STATED GOAL: Please rewrite only the records starting at the line with "Where can you see the leafless" and ending at the line with "point(400, 197)", swapping "leafless forest" for "bare forest" and leaving everything else as it is.

ENTRIES:
^^^^^^^^
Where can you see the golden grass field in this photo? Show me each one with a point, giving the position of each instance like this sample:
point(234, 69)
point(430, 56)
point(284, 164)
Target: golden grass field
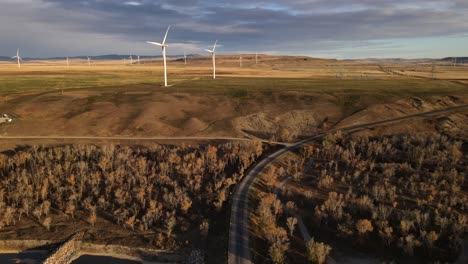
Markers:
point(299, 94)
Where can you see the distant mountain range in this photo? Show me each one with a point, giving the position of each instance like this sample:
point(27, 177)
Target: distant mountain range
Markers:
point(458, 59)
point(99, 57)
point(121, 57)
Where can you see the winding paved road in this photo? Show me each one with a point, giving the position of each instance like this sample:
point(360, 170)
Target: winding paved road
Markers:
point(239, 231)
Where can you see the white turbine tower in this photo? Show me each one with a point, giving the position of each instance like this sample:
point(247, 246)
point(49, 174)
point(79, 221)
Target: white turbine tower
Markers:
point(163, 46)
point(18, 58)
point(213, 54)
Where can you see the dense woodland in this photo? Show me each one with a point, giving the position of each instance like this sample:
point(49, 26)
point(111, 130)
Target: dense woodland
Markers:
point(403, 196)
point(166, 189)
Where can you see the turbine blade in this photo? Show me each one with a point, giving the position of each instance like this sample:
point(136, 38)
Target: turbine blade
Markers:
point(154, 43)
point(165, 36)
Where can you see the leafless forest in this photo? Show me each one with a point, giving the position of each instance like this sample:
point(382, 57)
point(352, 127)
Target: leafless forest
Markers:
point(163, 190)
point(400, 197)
^^^^^^^^
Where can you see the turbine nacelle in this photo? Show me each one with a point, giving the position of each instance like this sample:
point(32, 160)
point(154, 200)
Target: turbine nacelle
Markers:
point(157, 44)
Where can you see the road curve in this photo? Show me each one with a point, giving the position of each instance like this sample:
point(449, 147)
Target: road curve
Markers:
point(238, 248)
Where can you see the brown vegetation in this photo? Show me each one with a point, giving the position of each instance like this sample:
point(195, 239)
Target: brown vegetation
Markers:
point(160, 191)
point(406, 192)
^^^^^^^^
WORKED ANSWER:
Where can you see the bare forest in this photo? Show me each one with a point, giving the position of each instance like this sample:
point(382, 57)
point(352, 127)
Target: bare forest
Markers:
point(163, 190)
point(400, 197)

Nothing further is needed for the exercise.